◆ Goal of the exercise: Copy the passage of the Haiti under-17 women's team text from "The Haiti women's" to "the host country." without changing a word.

==== Selection ====

Haiti
- Nickname(s): Les Grenadières Le Rouge et Bleu Les Bicolores La Sélection Nationale
- Association: Fédération Haïtienne de Football (FHF)
- Confederation: CONCACAF (North America)
- Sub-confederation: CFU (Caribbean)
- Home stadium: Stade Sylvio Cator
- FIFA code: HAI
| First colours | Second colours |

Biggest win
- Haiti 22–0 U.S. Virgin Islands (Port-au-Prince, Haiti; July 19, 2017)

= Haiti women's national under-17 football team =

Women's football team

The Haiti women's national under-17 football team represents Haiti in international football for women at this age level and is controlled by the Fédération Haïtienne de Football (FHF).

== History ==
The team faced a number of challenges. The 2010 earthquake was a major one, with the management wondering if the team would be able to compete internationally, as a result of a range of issues including many players dealing with bereavement and the death of their parents. There was also fear by the national federation that any offers to train overseas would lead to players leaving the squad to live in the host country.

==== Supplied material ====

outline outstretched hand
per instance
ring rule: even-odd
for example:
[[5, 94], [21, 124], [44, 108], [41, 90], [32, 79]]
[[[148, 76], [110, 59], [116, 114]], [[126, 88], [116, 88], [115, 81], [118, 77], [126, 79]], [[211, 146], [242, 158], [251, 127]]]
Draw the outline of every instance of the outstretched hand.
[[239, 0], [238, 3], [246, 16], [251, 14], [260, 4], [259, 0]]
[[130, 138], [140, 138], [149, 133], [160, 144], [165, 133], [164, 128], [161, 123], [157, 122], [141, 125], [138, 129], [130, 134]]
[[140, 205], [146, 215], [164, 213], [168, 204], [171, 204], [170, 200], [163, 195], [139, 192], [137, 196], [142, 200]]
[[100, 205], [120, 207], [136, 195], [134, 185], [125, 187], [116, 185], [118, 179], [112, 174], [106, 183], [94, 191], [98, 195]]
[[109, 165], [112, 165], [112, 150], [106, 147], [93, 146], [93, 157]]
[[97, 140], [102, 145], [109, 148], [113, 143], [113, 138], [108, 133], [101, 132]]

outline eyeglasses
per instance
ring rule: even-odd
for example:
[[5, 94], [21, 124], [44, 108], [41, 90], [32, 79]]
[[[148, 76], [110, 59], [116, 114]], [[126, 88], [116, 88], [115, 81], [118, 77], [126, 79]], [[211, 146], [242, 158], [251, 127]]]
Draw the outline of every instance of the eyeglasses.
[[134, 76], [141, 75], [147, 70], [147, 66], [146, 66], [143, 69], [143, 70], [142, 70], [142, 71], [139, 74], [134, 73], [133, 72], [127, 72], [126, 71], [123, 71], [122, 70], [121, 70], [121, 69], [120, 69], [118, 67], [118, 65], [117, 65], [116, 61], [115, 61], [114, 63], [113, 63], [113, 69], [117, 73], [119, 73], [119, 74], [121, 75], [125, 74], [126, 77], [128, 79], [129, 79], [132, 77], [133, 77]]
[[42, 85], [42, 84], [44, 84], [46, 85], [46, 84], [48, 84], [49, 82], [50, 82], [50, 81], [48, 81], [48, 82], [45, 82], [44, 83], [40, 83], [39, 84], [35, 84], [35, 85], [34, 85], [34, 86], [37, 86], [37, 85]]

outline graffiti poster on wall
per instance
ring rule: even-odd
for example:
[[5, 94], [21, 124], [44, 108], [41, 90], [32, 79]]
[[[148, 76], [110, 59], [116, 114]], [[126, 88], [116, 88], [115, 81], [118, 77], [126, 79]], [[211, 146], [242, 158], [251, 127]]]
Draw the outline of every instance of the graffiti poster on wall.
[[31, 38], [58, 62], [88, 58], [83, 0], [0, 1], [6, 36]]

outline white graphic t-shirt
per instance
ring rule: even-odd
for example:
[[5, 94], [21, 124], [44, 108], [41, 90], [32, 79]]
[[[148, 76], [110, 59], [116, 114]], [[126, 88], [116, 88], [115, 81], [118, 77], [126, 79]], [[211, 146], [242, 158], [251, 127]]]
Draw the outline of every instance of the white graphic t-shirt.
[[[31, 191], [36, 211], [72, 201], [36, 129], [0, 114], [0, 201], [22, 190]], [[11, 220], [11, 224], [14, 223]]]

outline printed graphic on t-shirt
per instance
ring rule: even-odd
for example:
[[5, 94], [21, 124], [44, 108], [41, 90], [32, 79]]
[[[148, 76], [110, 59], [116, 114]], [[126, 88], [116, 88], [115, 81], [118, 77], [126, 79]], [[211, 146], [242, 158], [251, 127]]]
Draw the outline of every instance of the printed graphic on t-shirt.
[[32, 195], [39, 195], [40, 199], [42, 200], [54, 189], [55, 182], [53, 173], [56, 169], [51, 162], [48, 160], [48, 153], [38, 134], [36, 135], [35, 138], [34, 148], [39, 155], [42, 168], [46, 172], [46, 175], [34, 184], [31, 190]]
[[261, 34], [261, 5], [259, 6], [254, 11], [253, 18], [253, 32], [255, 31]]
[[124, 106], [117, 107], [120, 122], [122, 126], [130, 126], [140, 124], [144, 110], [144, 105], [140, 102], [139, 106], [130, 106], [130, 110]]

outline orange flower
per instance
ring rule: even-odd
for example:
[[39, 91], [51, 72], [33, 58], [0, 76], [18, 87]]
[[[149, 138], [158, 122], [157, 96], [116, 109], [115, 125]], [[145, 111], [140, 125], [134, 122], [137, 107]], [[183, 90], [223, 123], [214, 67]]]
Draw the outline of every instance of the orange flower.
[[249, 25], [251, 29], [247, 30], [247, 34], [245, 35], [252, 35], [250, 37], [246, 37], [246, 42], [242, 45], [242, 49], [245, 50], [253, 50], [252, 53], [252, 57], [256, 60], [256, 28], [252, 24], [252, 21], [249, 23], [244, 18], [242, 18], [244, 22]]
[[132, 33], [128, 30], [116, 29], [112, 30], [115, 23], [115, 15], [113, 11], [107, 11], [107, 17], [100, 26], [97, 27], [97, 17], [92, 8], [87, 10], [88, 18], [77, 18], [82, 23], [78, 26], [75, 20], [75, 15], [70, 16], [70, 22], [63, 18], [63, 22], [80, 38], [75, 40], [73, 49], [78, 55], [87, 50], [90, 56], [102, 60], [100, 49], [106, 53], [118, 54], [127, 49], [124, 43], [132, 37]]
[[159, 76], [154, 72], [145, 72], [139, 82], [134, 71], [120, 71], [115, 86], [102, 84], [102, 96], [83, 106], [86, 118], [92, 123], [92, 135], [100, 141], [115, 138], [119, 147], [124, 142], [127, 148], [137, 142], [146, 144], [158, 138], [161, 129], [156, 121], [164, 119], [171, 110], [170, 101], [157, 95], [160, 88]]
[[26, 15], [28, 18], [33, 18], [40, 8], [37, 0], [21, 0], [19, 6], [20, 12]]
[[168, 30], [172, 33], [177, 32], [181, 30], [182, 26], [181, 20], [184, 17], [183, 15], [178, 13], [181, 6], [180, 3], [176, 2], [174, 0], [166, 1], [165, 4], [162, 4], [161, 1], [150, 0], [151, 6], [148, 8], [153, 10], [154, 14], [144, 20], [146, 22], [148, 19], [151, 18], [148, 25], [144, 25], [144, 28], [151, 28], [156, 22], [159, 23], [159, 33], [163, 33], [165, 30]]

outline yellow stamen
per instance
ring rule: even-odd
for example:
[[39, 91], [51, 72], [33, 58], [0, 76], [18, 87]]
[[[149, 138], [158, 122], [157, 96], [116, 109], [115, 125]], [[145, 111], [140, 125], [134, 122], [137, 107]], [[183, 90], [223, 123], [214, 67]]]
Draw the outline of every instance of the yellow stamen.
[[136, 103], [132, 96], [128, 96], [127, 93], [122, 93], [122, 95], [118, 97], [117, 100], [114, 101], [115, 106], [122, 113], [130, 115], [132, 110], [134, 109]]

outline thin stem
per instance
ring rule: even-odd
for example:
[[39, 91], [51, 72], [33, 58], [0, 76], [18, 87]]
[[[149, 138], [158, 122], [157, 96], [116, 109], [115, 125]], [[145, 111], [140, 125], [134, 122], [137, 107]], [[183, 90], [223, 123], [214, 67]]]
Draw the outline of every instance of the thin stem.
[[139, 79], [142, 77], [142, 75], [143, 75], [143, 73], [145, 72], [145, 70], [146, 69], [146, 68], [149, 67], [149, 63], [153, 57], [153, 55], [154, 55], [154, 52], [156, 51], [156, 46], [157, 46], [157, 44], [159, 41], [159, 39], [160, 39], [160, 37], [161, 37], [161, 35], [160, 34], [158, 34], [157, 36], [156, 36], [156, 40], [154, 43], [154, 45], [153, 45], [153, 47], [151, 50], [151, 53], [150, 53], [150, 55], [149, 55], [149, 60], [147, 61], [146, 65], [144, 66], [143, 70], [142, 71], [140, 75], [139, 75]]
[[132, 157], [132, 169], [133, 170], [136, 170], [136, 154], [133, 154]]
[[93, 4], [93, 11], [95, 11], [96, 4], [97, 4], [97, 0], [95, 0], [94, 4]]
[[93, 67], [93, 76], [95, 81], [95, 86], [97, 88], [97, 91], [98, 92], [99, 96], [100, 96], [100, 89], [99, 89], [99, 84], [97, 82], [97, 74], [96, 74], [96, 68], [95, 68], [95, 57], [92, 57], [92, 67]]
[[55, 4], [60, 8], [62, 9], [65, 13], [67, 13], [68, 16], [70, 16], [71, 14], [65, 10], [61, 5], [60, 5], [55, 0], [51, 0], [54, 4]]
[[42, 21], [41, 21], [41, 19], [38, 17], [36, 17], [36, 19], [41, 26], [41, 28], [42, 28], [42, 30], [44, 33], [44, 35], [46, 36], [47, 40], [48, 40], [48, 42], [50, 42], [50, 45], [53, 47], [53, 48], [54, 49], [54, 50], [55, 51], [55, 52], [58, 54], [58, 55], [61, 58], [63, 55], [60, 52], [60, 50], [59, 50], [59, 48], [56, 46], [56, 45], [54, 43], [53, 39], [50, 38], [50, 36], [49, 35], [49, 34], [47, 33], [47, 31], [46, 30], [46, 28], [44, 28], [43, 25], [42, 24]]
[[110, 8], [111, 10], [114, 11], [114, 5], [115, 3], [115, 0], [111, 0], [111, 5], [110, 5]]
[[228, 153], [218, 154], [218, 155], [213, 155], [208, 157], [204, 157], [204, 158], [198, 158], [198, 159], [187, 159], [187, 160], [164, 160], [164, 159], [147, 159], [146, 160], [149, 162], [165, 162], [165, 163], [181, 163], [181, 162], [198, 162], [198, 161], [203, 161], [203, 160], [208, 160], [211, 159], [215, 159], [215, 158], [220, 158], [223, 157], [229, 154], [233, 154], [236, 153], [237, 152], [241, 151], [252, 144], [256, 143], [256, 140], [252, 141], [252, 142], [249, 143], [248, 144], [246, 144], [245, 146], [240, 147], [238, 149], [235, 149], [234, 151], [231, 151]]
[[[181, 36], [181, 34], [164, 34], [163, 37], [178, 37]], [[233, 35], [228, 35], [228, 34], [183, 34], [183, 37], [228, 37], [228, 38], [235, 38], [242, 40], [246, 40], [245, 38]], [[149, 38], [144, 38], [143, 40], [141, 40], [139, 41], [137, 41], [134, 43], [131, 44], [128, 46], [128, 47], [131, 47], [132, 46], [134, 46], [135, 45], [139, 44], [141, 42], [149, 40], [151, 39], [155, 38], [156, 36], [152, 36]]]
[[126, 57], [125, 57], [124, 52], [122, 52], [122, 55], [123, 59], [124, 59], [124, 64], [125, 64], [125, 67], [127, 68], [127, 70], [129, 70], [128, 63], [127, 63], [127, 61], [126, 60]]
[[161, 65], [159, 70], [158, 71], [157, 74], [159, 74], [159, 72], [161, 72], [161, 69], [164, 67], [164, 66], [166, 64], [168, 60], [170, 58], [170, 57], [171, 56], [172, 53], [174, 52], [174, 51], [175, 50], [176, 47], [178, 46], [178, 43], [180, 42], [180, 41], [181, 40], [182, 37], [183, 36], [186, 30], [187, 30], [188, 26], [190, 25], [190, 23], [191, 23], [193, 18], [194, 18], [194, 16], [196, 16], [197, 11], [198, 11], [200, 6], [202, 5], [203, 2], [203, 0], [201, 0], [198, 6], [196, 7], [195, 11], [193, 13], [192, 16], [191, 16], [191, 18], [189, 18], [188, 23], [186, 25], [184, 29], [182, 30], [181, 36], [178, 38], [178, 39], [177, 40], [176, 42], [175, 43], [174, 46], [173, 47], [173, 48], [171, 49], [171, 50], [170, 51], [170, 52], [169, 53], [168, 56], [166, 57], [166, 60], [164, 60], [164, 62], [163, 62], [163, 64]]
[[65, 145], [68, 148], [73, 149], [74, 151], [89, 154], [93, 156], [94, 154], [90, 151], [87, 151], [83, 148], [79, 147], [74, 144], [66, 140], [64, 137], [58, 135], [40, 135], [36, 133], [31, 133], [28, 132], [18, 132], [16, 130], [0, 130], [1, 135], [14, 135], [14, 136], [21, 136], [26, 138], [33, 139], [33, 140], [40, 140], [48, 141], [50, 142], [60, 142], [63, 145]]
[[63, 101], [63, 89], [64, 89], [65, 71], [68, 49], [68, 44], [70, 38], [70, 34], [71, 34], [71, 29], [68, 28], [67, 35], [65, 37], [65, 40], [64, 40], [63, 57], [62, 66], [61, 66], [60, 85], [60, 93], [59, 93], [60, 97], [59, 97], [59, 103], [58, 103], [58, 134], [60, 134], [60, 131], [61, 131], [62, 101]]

====

◆ The result:
The Haiti women's national under-17 football team represents Haiti in international football for women at this age level and is controlled by the Fédération Haïtienne de Football (FHF).

== History ==
The team faced a number of challenges. The 2010 earthquake was a major one, with the management wondering if the team would be able to compete internationally, as a result of a range of issues including many players dealing with bereavement and the death of their parents. There was also fear by the national federation that any offers to train overseas would lead to players leaving the squad to live in the host country.